**Objectif:** Recopiez mot pour mot toutes les entrées ci-dessous, sans rien changer.

Entrées enregistrées
+++

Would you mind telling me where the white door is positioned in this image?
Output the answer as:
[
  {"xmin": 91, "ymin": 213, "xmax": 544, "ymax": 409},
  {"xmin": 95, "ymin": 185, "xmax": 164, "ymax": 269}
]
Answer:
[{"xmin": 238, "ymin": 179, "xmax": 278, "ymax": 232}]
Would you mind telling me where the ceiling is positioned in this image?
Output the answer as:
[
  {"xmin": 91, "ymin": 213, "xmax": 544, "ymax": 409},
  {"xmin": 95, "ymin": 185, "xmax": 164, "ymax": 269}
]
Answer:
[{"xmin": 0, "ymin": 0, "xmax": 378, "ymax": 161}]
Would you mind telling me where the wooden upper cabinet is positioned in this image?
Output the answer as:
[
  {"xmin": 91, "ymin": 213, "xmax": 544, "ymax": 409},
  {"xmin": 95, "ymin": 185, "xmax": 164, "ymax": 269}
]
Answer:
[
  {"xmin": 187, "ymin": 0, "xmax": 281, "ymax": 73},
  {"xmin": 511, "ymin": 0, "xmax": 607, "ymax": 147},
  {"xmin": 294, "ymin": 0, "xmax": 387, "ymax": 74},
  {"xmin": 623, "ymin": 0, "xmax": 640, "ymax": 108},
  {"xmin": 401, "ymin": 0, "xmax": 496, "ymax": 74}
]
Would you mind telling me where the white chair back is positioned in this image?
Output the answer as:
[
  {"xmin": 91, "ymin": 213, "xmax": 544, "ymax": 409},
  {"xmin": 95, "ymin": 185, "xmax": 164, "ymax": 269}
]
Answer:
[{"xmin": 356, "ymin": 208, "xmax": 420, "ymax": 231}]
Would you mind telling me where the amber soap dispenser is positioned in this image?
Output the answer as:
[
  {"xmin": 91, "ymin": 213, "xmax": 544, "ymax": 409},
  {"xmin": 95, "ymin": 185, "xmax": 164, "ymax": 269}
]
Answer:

+++

**Réponse rédigée:**
Would you mind telling me where the white door is positioned in this image?
Output the answer as:
[
  {"xmin": 91, "ymin": 213, "xmax": 544, "ymax": 409},
  {"xmin": 95, "ymin": 185, "xmax": 164, "ymax": 269}
]
Answer:
[{"xmin": 238, "ymin": 179, "xmax": 278, "ymax": 232}]
Would you mind telling me where the ceiling is positioned in this image?
Output the answer as:
[
  {"xmin": 91, "ymin": 213, "xmax": 544, "ymax": 409},
  {"xmin": 95, "ymin": 185, "xmax": 164, "ymax": 269}
]
Answer:
[{"xmin": 0, "ymin": 0, "xmax": 378, "ymax": 161}]
Would you mind telling me where the wooden upper cabinet is positioned in this image?
Output the answer as:
[
  {"xmin": 91, "ymin": 213, "xmax": 544, "ymax": 409},
  {"xmin": 95, "ymin": 185, "xmax": 164, "ymax": 269}
]
Answer:
[
  {"xmin": 187, "ymin": 0, "xmax": 281, "ymax": 73},
  {"xmin": 511, "ymin": 0, "xmax": 607, "ymax": 147},
  {"xmin": 294, "ymin": 0, "xmax": 387, "ymax": 74},
  {"xmin": 623, "ymin": 0, "xmax": 640, "ymax": 108},
  {"xmin": 401, "ymin": 0, "xmax": 496, "ymax": 74}
]
Would you mind telling me where the white chair back is positioned in this image?
Output the answer as:
[
  {"xmin": 91, "ymin": 213, "xmax": 544, "ymax": 409},
  {"xmin": 95, "ymin": 185, "xmax": 164, "ymax": 269}
]
Answer:
[{"xmin": 356, "ymin": 208, "xmax": 420, "ymax": 231}]
Would you mind telling me where the amber soap dispenser is positioned in this image?
Output the answer as:
[
  {"xmin": 91, "ymin": 213, "xmax": 544, "ymax": 409},
  {"xmin": 95, "ymin": 185, "xmax": 164, "ymax": 269}
]
Answer:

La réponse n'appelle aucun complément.